Text
⁂

Research

FabRx and UCL design 3D printed device to tackle drug pollution in water supplies

Researchers from pharmaceutical 3D printing specialist FabRx, University College London and Universidade de Santiago de Compostela (USC) have developed a novel 3D printed device capable of removing drugs from water.

The infiltration of pharmaceutical drugs into environmental water supplies is a key global issue that can have huge impacts on ecological equilibrium and pose significant risks to human health.

The team’s customizable and reusable biocatalytic device, called Printzyme, is able to remove certain pharmaceutical drugs from water, and could potentially help to tackle the world’s water pollution crisis in the future.

The researcher's Printzyme device can remove pharmaceutical drugs from water. Image via the Water Research journal.
The researcher’s Printzyme device can remove pharmaceutical drugs from water. Image via

Pharmaceutical 3D printing

FabRx is a UCL spin-out that leverages 3D printing technologies to create personalized medicines and drug delivery devices.

⁂

Entries shown
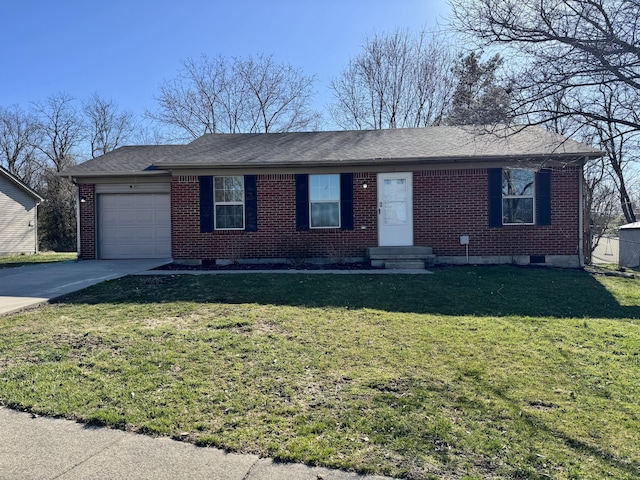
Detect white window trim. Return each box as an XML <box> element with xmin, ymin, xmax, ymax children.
<box><xmin>500</xmin><ymin>168</ymin><xmax>536</xmax><ymax>225</ymax></box>
<box><xmin>309</xmin><ymin>173</ymin><xmax>342</xmax><ymax>230</ymax></box>
<box><xmin>212</xmin><ymin>175</ymin><xmax>246</xmax><ymax>231</ymax></box>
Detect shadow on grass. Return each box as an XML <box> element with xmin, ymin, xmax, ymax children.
<box><xmin>60</xmin><ymin>266</ymin><xmax>640</xmax><ymax>319</ymax></box>
<box><xmin>478</xmin><ymin>377</ymin><xmax>640</xmax><ymax>478</ymax></box>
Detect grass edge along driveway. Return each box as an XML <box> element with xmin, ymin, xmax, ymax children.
<box><xmin>0</xmin><ymin>267</ymin><xmax>640</xmax><ymax>479</ymax></box>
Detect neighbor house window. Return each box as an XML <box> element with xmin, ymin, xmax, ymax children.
<box><xmin>213</xmin><ymin>176</ymin><xmax>244</xmax><ymax>230</ymax></box>
<box><xmin>502</xmin><ymin>168</ymin><xmax>536</xmax><ymax>225</ymax></box>
<box><xmin>309</xmin><ymin>174</ymin><xmax>340</xmax><ymax>228</ymax></box>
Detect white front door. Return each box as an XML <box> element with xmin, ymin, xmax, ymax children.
<box><xmin>378</xmin><ymin>172</ymin><xmax>413</xmax><ymax>247</ymax></box>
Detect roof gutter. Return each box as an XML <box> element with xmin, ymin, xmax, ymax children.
<box><xmin>154</xmin><ymin>153</ymin><xmax>596</xmax><ymax>170</ymax></box>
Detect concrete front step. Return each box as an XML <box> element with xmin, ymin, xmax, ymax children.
<box><xmin>367</xmin><ymin>247</ymin><xmax>433</xmax><ymax>260</ymax></box>
<box><xmin>367</xmin><ymin>247</ymin><xmax>436</xmax><ymax>269</ymax></box>
<box><xmin>384</xmin><ymin>260</ymin><xmax>424</xmax><ymax>270</ymax></box>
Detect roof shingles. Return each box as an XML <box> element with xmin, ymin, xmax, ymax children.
<box><xmin>65</xmin><ymin>127</ymin><xmax>601</xmax><ymax>176</ymax></box>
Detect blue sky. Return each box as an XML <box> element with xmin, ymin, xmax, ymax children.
<box><xmin>0</xmin><ymin>0</ymin><xmax>449</xmax><ymax>127</ymax></box>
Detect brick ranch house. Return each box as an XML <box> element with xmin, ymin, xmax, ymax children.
<box><xmin>64</xmin><ymin>127</ymin><xmax>601</xmax><ymax>267</ymax></box>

⁂

What needs to be done
Transcribe the Printzyme article in full, keeping every line as it appears. Rely only on the Printzyme article for what follows.

Result of this task
Research

FabRx and UCL design 3D printed device to tackle drug pollution in water supplies

Researchers from pharmaceutical 3D printing specialist FabRx, University College London and Universidade de Santiago de Compostela (USC) have developed a novel 3D printed device capable of removing drugs from water.

The infiltration of pharmaceutical drugs into environmental water supplies is a key global issue that can have huge impacts on ecological equilibrium and pose significant risks to human health.

The team’s customizable and reusable biocatalytic device, called Printzyme, is able to remove certain pharmaceutical drugs from water, and could potentially help to tackle the world’s water pollution crisis in the future.

The researcher's Printzyme device can remove pharmaceutical drugs from water. Image via the Water Research journal.
The researcher’s Printzyme device can remove pharmaceutical drugs from water. Image via

Pharmaceutical 3D printing

FabRx is a UCL spin-out that leverages 3D printing technologies to create personalized medicines and drug delivery devices.